Material for the task:
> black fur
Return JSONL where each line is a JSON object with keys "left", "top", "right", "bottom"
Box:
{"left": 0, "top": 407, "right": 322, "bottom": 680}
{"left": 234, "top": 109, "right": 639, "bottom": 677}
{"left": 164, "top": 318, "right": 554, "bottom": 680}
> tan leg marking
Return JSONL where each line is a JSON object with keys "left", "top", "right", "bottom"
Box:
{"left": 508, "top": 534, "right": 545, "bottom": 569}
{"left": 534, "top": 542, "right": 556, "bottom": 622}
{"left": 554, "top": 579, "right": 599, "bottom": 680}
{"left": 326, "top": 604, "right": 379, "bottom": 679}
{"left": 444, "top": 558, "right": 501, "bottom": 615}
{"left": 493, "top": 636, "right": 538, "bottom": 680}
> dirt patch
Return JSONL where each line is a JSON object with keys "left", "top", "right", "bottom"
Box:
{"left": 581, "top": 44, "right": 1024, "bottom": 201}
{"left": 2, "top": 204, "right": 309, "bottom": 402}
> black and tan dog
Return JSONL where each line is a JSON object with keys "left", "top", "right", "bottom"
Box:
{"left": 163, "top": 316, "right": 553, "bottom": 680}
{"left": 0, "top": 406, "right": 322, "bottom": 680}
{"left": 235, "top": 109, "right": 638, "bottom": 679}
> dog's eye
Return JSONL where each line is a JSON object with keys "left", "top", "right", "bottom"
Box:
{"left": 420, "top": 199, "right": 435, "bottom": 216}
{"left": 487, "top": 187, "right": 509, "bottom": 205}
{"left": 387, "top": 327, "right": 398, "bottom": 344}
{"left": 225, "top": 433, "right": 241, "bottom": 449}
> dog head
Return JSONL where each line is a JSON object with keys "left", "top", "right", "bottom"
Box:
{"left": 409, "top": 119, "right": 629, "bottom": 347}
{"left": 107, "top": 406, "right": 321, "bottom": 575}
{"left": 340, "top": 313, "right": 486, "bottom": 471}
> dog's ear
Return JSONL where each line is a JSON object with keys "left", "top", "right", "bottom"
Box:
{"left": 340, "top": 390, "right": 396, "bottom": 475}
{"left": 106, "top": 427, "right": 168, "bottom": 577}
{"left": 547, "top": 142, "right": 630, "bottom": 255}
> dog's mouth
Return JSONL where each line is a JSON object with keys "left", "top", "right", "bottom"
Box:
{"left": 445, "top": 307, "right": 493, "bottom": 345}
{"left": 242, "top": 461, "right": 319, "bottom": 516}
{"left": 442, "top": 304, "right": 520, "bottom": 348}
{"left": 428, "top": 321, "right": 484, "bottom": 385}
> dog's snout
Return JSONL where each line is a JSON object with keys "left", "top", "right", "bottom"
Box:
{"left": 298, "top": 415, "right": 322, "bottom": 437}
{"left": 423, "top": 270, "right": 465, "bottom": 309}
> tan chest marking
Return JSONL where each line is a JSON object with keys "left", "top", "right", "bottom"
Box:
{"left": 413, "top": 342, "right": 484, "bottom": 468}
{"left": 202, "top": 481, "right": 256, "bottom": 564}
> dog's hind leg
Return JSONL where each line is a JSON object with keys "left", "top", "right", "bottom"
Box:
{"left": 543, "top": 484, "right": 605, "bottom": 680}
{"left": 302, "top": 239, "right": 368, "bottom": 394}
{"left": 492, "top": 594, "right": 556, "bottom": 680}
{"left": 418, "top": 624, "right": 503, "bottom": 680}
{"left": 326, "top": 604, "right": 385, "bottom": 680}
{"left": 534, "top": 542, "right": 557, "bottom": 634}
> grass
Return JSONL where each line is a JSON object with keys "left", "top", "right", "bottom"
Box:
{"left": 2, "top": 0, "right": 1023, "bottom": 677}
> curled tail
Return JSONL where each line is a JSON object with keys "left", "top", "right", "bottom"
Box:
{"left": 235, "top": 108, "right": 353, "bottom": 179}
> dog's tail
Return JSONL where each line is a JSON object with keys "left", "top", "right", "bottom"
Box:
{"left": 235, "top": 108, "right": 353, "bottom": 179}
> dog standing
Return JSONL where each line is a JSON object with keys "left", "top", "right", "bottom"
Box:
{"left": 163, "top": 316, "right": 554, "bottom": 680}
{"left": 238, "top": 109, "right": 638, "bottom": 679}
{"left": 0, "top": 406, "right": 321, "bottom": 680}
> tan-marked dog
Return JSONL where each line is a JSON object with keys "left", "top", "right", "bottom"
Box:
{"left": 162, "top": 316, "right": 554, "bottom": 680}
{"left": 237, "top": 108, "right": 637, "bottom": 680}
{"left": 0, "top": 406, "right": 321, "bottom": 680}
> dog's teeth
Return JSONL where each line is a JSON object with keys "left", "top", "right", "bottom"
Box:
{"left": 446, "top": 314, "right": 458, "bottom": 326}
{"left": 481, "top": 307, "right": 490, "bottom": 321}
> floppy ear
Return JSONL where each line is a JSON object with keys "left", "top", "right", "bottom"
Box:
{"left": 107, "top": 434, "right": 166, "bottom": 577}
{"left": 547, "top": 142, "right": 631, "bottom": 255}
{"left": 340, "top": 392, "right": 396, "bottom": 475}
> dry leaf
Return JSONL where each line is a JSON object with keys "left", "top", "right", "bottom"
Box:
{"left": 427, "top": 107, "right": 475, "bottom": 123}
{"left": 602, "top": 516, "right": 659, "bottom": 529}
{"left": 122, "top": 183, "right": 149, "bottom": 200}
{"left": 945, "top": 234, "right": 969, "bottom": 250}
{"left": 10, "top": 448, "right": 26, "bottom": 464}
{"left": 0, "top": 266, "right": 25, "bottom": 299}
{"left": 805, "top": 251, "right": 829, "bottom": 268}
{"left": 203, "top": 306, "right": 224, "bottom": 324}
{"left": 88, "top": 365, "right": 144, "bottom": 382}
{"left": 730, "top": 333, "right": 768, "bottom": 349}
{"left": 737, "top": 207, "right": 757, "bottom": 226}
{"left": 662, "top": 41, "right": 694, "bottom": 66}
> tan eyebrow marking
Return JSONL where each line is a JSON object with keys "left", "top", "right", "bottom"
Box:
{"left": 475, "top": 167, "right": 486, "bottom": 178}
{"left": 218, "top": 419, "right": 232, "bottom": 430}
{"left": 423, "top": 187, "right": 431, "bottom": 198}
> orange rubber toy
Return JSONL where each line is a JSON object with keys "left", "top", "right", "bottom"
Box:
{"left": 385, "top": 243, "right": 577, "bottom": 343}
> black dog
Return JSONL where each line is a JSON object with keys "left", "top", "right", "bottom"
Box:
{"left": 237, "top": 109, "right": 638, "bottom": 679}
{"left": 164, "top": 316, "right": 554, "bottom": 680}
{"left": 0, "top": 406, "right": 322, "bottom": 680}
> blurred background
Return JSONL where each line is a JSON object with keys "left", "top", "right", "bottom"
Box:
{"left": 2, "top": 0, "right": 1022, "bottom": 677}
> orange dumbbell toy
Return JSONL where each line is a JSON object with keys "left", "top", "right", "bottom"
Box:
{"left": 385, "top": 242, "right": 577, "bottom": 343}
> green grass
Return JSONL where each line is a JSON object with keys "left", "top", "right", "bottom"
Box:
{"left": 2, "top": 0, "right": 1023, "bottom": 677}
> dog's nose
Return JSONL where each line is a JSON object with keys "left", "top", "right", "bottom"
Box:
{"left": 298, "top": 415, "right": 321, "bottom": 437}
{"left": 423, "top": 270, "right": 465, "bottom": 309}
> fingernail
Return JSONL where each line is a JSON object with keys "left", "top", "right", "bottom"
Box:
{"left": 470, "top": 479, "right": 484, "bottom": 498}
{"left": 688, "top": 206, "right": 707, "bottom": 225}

What to work on:
Retype the data exactly.

Output for this exercise:
> black fur
Return JSONL where each line is a JSON object with keys "left", "top", "right", "bottom"
Box:
{"left": 0, "top": 407, "right": 322, "bottom": 680}
{"left": 234, "top": 109, "right": 639, "bottom": 677}
{"left": 164, "top": 318, "right": 554, "bottom": 680}
> tan leg marking
Return JSONL where each line is a JSON object with keys "left", "top", "right", "bottom"
Box:
{"left": 508, "top": 534, "right": 545, "bottom": 569}
{"left": 534, "top": 542, "right": 556, "bottom": 622}
{"left": 554, "top": 579, "right": 599, "bottom": 680}
{"left": 326, "top": 604, "right": 379, "bottom": 679}
{"left": 444, "top": 558, "right": 501, "bottom": 615}
{"left": 493, "top": 636, "right": 538, "bottom": 680}
> dirt patch
Return JSONL where each line is a JSON object with keys "left", "top", "right", "bottom"
Box:
{"left": 581, "top": 44, "right": 1024, "bottom": 201}
{"left": 2, "top": 204, "right": 309, "bottom": 402}
> black and tan dog
Return JSONL where each line is a JSON object with keys "left", "top", "right", "bottom"
Box:
{"left": 163, "top": 316, "right": 553, "bottom": 680}
{"left": 0, "top": 406, "right": 322, "bottom": 680}
{"left": 235, "top": 109, "right": 638, "bottom": 679}
> dog's eye
Return JSONL where each line is a JSON object with keys "left", "top", "right", "bottom"
Box:
{"left": 420, "top": 199, "right": 435, "bottom": 216}
{"left": 487, "top": 187, "right": 509, "bottom": 205}
{"left": 387, "top": 327, "right": 398, "bottom": 344}
{"left": 225, "top": 433, "right": 241, "bottom": 449}
> dog head
Return JSONL where each line is a JSON object with keys "left", "top", "right", "bottom"
Box:
{"left": 409, "top": 119, "right": 629, "bottom": 347}
{"left": 107, "top": 406, "right": 321, "bottom": 575}
{"left": 340, "top": 313, "right": 486, "bottom": 471}
> dog's ear
Return JSONL where each line is a JSON object with keys "left", "top", "right", "bottom"
Box:
{"left": 340, "top": 390, "right": 396, "bottom": 475}
{"left": 106, "top": 427, "right": 168, "bottom": 577}
{"left": 547, "top": 142, "right": 630, "bottom": 255}
> dog's mouth
Return JSONL where each line is a JSON object with keys "left", "top", "right", "bottom"
Box:
{"left": 445, "top": 307, "right": 493, "bottom": 345}
{"left": 242, "top": 461, "right": 319, "bottom": 516}
{"left": 442, "top": 304, "right": 520, "bottom": 348}
{"left": 428, "top": 321, "right": 484, "bottom": 385}
> dog's snout
Return JSONL where each line is a JSON object with keys "left", "top", "right", "bottom"
Box:
{"left": 298, "top": 415, "right": 322, "bottom": 437}
{"left": 423, "top": 270, "right": 465, "bottom": 309}
> tan chest marking
Return JSONL where each line is a JSON object with keys "left", "top", "right", "bottom"
Box:
{"left": 413, "top": 342, "right": 484, "bottom": 468}
{"left": 202, "top": 481, "right": 256, "bottom": 564}
> dog's hind leg
Return JSONL where each line is a JSON object with keys "left", "top", "right", "bottom"
Box:
{"left": 543, "top": 484, "right": 605, "bottom": 680}
{"left": 302, "top": 239, "right": 368, "bottom": 394}
{"left": 492, "top": 594, "right": 556, "bottom": 680}
{"left": 418, "top": 624, "right": 503, "bottom": 680}
{"left": 326, "top": 604, "right": 385, "bottom": 680}
{"left": 534, "top": 542, "right": 557, "bottom": 634}
> grass
Return JSONL where each line is a JSON object with keys "left", "top", "right", "bottom"
Box:
{"left": 2, "top": 0, "right": 1023, "bottom": 677}
> curled tail
Return JSONL where each line is a JSON object with keys "left", "top", "right", "bottom"
Box:
{"left": 235, "top": 108, "right": 353, "bottom": 179}
> dog's tail
Return JSONL where each line is a JSON object with keys "left", "top", "right", "bottom"
Box:
{"left": 235, "top": 108, "right": 353, "bottom": 179}
> dog standing
Return JSONL where each line is a JSON object with keys "left", "top", "right", "bottom"
Box:
{"left": 163, "top": 316, "right": 554, "bottom": 680}
{"left": 238, "top": 109, "right": 638, "bottom": 679}
{"left": 0, "top": 406, "right": 321, "bottom": 680}
> tan-marked dog
Return JSONL where each line is a JSON object with keys "left", "top", "right", "bottom"
Box:
{"left": 162, "top": 316, "right": 554, "bottom": 680}
{"left": 237, "top": 108, "right": 637, "bottom": 680}
{"left": 0, "top": 406, "right": 321, "bottom": 680}
> dog's teeth
Return JSONL where each line is a JSON object with keys "left", "top", "right", "bottom"
Box:
{"left": 446, "top": 314, "right": 458, "bottom": 326}
{"left": 481, "top": 307, "right": 490, "bottom": 321}
> floppy ear
Return JSONL where each line is a JSON object with keys "left", "top", "right", "bottom"
Box:
{"left": 107, "top": 434, "right": 166, "bottom": 577}
{"left": 547, "top": 142, "right": 631, "bottom": 255}
{"left": 340, "top": 392, "right": 396, "bottom": 475}
> dry leaf
Return JSONL where each line is a JSON object with keys "left", "top", "right", "bottom"
Box:
{"left": 427, "top": 107, "right": 475, "bottom": 123}
{"left": 602, "top": 516, "right": 659, "bottom": 529}
{"left": 122, "top": 183, "right": 149, "bottom": 200}
{"left": 945, "top": 234, "right": 969, "bottom": 250}
{"left": 10, "top": 448, "right": 26, "bottom": 464}
{"left": 0, "top": 266, "right": 25, "bottom": 299}
{"left": 805, "top": 251, "right": 829, "bottom": 268}
{"left": 203, "top": 306, "right": 224, "bottom": 324}
{"left": 88, "top": 365, "right": 144, "bottom": 382}
{"left": 730, "top": 333, "right": 768, "bottom": 349}
{"left": 737, "top": 207, "right": 757, "bottom": 226}
{"left": 662, "top": 41, "right": 694, "bottom": 66}
> tan eyebrow marking
Return JSONL where each line is a JSON object with keys "left", "top", "right", "bottom"
Box:
{"left": 475, "top": 167, "right": 486, "bottom": 178}
{"left": 218, "top": 419, "right": 232, "bottom": 430}
{"left": 423, "top": 187, "right": 431, "bottom": 198}
> orange rubber toy
Return JSONL where each line is a JSON object with keys "left", "top", "right", "bottom"
Box:
{"left": 385, "top": 243, "right": 577, "bottom": 343}
> black dog
Return JSONL where each line is a JSON object with keys "left", "top", "right", "bottom"
Box:
{"left": 237, "top": 109, "right": 638, "bottom": 679}
{"left": 164, "top": 316, "right": 554, "bottom": 680}
{"left": 0, "top": 406, "right": 322, "bottom": 680}
> blurred background
Return JSONL where each line is a JSON object with keys "left", "top", "right", "bottom"
Box:
{"left": 2, "top": 0, "right": 1022, "bottom": 677}
> orange dumbbell toy
Return JSONL where each line is a JSON object with keys "left", "top", "right", "bottom"
Box:
{"left": 385, "top": 242, "right": 577, "bottom": 343}
> green grass
Return JSONL where each line is a JSON object with keys "left", "top", "right", "bottom"
Box:
{"left": 2, "top": 0, "right": 1023, "bottom": 677}
> dog's nose
Return JSONL where each line is a JSON object with keys "left", "top", "right", "bottom"
Box:
{"left": 298, "top": 415, "right": 321, "bottom": 437}
{"left": 423, "top": 270, "right": 465, "bottom": 309}
> fingernail
Return JSONL where each line is a JSON object with keys "left", "top", "right", "bottom"
Box:
{"left": 470, "top": 479, "right": 484, "bottom": 498}
{"left": 688, "top": 206, "right": 707, "bottom": 225}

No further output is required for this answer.